(READING TEXT Opens)
If there is a meaning in life, there must be a meaning in suffering.
—Holocaust survivor Viktor Frankl, author of Man’s Search for Meaning
Frankl’s book, which I first read in my early thirties, made even a stronger impression when I read it again last week. I was reminded that this slender work was far more than a document of profound suffering. It was a work of philosophy—and an optimistic one. During his three years at Auschwitz and other death camps, Frankl had no way of knowing whether any of his family members had survived. He especially pined for his wife. But this did not lead to despair. Hoping fervently that she lived, he had long imaginary discussions with her.
As Frankl, a psychiatrist, recalled in his book published about fifteen years later, “I understood how a man who has nothing left in this world still may feel bliss, be it only for a brief moment, in the contemplation of his beloved. In a position of utter desolation, when man cannot express himself in positive action, when his only achievement may consist in enduring his suffering in the right way—an honorable way—in such a position man can, through loving contemplation of the image he carries of his beloved, achieve fulfillment.
“In front of me a man stumbled and those following him fell on top of him,” Frankl continued. “The guard rushed over and used his whip on them all. Thus my thoughts were interrupted for a few minutes. But soon my soul found its way back from the prisoner’s existence to another world, and I resumed talk with my loved one: I asked her questions, and she answered; she questioned me in return and I answered.”
Frankl was certainly aware that his words might be interpreted as a delusion. But if so, it was a therapeutic delusion, one that may have saved his life. Suicide in the death camps was common.
As Frankl wrote, “Love goes very far beyond the physical person of the beloved. It finds its deepest meaning in his spiritual being, his inner self. Whether or not the person is actually present, whether or not he is still alive at all, ceases somehow to be of importance.”
Frankl and other prisoners were eventually transferred by train to a work camp in Bavaria, where the conditions were not as brutal as in Auschwitz – one of many fortunate incidents that made possible his survival. Another, more subtle factor, according to Frankl, was an appreciation for beauty, both in the form of recollected poetry and the view afforded of the snow-capped Austrian Alps through their prison car.
Frankl wrote, “If someone had seen our faces ... as we beheld the mountains of Salzburg with their summits glowing in the sunset, through the little barred windows of the prison carriage, he would never have believed that those were the faces of men who had given up all hope of life and liberty.”
But a glimpse of natural beauty, however lovely, is fleeting, and for Frankl and his fellow prisoners, the key question in the Bavarian prison camp was whether, or when, to plot an escape. By this time, in the early spring of 1945, the war was winding down, but the prisoners had no idea how long it would go on. Frankl ultimately chose not to join in the uprising. It turned out to be the right decision. Within days, International Red Cross vehicles arrived with food and medicine for the emaciated prisoners.
Frankl, who died in 1997 at age ninety-two, went on to pioneer a variant of psychoanalysis called logotherapy, defined as “less retrospective and less introspective than conventional psychoanalysis.” The Greek word logos means “meaning.” In his book, Frankl commented, “Man’s search for meaning is a primary factor and not a ‘secondary rationalization’ [as Freudians might assume] of instinctual drives. This meaning is unique and specific in that it must and can be fulfilled by him alone; only then does it achieve a significance that will satisfy his own will to meaning.”
(READING TEXT Closes)
(LISTED RECORDS Opens)
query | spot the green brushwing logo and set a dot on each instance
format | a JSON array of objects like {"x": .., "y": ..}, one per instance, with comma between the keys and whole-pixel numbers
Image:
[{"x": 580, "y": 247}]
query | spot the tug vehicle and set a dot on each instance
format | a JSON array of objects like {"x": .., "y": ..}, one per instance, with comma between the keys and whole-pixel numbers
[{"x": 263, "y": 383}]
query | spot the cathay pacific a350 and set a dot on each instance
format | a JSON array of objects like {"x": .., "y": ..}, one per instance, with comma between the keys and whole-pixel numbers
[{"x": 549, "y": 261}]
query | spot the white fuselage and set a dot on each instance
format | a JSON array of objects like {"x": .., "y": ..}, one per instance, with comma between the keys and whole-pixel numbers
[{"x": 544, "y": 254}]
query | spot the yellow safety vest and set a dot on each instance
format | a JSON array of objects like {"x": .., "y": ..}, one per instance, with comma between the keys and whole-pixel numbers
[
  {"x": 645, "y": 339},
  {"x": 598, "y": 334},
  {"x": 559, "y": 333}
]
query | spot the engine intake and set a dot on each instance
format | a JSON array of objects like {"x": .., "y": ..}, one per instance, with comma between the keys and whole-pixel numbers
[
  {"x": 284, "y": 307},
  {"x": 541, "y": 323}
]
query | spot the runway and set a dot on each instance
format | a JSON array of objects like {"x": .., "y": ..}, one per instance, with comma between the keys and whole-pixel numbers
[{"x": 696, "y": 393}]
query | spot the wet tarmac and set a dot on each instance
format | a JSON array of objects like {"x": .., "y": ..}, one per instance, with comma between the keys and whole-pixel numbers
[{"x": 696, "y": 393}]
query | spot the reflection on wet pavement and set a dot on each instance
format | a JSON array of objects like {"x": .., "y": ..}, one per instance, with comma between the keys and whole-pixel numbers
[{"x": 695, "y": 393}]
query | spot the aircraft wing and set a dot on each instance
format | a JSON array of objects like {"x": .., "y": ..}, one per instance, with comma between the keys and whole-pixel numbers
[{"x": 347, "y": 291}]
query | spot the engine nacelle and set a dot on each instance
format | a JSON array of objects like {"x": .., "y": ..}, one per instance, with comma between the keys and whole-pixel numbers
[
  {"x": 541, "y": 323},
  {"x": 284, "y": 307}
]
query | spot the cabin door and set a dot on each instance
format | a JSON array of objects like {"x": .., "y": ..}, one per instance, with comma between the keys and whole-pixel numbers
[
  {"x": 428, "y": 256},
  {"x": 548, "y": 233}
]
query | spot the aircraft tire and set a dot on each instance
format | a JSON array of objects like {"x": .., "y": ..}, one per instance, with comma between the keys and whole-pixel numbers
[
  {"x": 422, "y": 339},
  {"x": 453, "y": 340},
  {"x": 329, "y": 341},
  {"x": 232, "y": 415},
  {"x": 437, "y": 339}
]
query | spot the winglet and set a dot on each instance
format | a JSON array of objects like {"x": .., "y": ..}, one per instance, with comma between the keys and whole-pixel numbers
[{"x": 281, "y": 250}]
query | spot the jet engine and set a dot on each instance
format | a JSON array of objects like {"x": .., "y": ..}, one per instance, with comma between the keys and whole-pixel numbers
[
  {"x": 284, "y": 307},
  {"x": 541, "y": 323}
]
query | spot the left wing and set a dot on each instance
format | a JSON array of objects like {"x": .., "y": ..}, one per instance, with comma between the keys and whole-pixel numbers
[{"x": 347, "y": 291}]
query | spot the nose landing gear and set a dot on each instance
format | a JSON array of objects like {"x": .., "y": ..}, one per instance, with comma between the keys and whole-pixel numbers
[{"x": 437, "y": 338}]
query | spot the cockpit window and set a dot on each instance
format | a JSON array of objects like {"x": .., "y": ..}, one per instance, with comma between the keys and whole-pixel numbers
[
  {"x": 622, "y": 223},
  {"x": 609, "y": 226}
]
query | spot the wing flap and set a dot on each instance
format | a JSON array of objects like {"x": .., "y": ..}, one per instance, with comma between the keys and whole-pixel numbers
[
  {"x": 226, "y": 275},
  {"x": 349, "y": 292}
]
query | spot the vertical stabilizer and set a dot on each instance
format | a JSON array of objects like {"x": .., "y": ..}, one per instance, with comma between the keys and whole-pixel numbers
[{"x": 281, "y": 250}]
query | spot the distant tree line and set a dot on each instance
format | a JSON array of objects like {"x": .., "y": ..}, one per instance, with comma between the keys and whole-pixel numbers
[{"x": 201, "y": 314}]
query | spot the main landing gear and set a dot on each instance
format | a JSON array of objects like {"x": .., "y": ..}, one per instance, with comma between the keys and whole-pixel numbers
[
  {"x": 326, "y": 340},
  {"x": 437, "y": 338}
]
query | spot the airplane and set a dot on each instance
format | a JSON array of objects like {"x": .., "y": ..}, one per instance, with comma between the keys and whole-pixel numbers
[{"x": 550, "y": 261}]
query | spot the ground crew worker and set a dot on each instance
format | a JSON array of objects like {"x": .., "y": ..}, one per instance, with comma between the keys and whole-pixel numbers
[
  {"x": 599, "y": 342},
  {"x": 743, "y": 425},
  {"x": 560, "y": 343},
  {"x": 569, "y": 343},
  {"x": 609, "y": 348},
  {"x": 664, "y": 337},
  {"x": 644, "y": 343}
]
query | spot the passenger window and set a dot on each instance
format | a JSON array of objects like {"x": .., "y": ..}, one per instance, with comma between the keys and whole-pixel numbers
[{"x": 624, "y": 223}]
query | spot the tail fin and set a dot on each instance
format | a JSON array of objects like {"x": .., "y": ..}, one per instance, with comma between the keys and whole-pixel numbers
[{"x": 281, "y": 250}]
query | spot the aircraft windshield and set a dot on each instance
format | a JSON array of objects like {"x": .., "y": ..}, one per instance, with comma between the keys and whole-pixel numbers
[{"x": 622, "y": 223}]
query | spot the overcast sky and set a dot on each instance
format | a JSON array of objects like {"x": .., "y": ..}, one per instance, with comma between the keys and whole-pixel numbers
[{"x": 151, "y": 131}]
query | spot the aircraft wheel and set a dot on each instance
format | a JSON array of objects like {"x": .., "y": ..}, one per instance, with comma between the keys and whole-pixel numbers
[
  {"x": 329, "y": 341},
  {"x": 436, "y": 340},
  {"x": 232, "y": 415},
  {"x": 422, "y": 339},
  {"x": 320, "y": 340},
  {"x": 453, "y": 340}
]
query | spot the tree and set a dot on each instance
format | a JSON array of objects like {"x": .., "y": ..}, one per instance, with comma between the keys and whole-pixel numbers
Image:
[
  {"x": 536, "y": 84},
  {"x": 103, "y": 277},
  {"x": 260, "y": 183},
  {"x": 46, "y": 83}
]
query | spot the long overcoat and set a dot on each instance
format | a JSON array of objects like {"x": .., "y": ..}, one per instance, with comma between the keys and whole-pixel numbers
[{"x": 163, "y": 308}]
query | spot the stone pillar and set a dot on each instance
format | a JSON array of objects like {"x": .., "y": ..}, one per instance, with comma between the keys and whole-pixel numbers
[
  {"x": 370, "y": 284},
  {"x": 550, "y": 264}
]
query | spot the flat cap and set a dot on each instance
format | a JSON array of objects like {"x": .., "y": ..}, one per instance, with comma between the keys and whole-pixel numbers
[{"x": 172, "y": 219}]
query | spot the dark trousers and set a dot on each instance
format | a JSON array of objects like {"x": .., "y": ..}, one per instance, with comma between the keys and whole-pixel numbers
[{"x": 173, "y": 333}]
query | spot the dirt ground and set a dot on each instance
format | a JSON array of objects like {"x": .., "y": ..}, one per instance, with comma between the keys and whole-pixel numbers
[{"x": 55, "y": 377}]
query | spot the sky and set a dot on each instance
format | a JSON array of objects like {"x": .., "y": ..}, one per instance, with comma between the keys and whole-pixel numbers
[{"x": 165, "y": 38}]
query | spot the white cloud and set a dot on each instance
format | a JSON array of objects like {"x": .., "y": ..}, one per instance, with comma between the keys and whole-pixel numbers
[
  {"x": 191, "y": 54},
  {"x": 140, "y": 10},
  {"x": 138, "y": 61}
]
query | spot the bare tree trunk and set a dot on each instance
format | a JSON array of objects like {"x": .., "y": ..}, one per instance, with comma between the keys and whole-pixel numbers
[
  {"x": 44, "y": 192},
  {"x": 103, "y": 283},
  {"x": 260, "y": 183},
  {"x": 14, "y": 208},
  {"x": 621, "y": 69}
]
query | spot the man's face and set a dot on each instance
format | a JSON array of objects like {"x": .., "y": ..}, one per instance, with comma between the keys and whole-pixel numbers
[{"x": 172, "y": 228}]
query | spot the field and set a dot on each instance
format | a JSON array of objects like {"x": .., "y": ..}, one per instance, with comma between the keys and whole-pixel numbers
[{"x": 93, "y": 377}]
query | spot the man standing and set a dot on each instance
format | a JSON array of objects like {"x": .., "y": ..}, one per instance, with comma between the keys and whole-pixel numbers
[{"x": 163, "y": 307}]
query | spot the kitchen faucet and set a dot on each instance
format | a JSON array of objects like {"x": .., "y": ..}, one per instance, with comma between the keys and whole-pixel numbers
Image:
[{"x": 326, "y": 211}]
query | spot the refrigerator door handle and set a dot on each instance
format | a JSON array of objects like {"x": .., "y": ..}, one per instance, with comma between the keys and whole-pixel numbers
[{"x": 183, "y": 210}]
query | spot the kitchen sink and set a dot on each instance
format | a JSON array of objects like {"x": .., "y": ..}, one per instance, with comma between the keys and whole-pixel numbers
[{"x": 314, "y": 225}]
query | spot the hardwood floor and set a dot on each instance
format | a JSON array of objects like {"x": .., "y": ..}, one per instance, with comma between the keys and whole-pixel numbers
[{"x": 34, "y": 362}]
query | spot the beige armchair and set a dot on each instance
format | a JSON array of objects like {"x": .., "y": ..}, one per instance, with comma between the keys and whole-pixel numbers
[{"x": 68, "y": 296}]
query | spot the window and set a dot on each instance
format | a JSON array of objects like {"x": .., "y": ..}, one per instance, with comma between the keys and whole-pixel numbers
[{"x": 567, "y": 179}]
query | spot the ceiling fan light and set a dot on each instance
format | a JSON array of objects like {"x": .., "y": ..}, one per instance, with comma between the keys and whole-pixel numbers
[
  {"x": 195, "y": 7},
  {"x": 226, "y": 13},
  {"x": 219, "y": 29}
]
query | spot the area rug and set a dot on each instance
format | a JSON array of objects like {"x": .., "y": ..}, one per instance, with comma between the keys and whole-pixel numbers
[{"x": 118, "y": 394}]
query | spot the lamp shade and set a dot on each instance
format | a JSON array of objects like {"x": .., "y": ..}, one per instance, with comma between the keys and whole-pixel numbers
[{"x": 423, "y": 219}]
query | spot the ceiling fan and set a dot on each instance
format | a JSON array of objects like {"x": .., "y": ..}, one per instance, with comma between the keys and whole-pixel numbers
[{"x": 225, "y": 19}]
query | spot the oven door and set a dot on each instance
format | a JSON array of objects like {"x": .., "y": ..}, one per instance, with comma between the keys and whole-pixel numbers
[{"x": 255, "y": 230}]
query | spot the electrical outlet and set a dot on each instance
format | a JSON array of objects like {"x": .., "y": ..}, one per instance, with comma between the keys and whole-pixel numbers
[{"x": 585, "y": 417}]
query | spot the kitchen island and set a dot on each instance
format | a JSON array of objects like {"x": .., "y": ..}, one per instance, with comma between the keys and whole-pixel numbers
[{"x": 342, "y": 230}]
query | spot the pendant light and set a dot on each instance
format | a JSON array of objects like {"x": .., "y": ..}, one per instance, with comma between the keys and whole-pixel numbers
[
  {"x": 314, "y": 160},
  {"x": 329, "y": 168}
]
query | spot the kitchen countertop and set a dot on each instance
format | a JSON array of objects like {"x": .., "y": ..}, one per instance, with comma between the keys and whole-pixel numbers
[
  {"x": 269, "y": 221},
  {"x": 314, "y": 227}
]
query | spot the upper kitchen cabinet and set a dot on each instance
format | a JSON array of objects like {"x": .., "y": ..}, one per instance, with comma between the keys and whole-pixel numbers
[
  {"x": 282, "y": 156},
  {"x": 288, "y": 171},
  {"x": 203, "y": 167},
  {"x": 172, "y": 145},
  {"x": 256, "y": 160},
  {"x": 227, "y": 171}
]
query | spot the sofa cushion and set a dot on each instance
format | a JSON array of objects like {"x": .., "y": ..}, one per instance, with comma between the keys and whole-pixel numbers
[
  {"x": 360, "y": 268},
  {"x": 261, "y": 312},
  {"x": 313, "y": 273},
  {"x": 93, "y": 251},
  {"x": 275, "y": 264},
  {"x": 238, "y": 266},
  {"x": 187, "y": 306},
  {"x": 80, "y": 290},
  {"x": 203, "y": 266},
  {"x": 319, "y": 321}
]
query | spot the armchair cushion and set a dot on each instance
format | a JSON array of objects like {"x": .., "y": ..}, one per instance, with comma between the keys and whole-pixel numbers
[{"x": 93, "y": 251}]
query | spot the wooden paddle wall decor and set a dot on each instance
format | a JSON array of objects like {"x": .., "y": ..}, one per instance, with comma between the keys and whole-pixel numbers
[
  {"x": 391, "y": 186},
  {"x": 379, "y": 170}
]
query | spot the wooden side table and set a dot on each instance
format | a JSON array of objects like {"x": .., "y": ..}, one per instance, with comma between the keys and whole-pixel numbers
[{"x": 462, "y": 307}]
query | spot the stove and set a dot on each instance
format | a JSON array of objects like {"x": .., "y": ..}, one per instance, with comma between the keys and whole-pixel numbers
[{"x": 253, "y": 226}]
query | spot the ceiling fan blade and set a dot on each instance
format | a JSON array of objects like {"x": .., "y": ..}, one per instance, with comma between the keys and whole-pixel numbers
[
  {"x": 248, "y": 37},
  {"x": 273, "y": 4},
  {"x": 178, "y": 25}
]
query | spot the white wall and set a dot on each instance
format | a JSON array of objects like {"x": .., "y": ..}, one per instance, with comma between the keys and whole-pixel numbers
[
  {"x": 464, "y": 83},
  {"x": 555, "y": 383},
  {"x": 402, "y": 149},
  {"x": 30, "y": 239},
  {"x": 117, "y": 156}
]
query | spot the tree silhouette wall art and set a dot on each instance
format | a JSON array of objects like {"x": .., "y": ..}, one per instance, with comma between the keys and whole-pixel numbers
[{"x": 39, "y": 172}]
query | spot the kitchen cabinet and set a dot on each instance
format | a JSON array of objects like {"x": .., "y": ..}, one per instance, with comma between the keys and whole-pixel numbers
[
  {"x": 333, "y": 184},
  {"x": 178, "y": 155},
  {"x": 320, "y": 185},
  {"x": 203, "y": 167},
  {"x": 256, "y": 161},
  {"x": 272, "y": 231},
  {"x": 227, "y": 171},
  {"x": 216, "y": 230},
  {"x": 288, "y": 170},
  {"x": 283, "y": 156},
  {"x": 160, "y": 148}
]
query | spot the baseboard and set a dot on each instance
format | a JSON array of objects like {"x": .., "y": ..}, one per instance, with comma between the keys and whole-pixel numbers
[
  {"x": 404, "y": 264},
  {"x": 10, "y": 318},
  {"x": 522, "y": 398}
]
(LISTED RECORDS Closes)
**EXERCISES**.
(1) Reproduce the essay on Viktor Frankl from "As Frankl, a" up to and including "beloved, achieve fulfillment.".
(2) Summarize the essay on Viktor Frankl in two sentences.
(3) Based on the essay on Viktor Frankl, say whether each statement agrees with it, answering yes or no and quoting the words that decide it: (a) Frankl joined the prisoners' uprising at the camp in Bavaria. (b) Frankl spent three years at Auschwitz and other death camps. (c) Frankl died at age ninety-two.

**PER-TASK ANSWERS**.
(1)
As Frankl, a psychiatrist, recalled in his book published about fifteen years later, “I understood how a man who has nothing left in this world still may feel bliss, be it only for a brief moment, in the contemplation of his beloved. In a position of utter desolation, when man cannot express himself in positive action, when his only achievement may consist in enduring his suffering in the right way—an honorable way—in such a position man can, through loving contemplation of the image he carries of his beloved, achieve fulfillment.

(2) During three years at Auschwitz and other death camps, the psychiatrist Viktor Frankl held imaginary conversations with his wife and drew on an appreciation for beauty. After his transfer to a work camp in Bavaria, he chose not to join an uprising, and within days Red Cross vehicles arrived; he later pioneered logotherapy, a variant of psychoanalysis centered on meaning.

(3)
(a) No: "Frankl ultimately chose not to join in the uprising."
(b) Yes: "During his three years at Auschwitz and other death camps"
(c) Yes: "Frankl, who died in 1997 at age ninety-two"